**Aim**
Repeat every record below exactly as it appears.

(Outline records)

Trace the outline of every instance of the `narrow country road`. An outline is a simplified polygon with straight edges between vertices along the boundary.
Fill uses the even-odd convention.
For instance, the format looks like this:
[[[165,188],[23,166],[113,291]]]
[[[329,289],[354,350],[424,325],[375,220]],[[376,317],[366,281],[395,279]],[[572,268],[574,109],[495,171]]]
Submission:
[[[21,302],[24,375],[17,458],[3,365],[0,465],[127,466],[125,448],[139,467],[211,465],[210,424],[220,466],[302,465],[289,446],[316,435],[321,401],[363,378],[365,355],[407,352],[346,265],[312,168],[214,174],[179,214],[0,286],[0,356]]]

**Solution for this exercise**
Trace the outline of every instance of the `narrow country road`. An outline is a simplified polygon with straight edges between vertices along the boundary.
Fill uses the even-odd convention.
For instance, the format looks like this:
[[[165,188],[23,166],[113,291]]]
[[[329,289],[354,350],[424,325],[375,220]],[[376,317],[366,281],[395,279]],[[572,268],[574,109],[495,171]]]
Submission:
[[[21,302],[24,375],[17,458],[3,365],[0,465],[127,466],[125,448],[139,467],[211,465],[210,424],[220,466],[302,465],[289,446],[316,435],[321,401],[363,378],[365,355],[407,352],[346,265],[312,168],[214,174],[179,214],[0,286],[0,356]]]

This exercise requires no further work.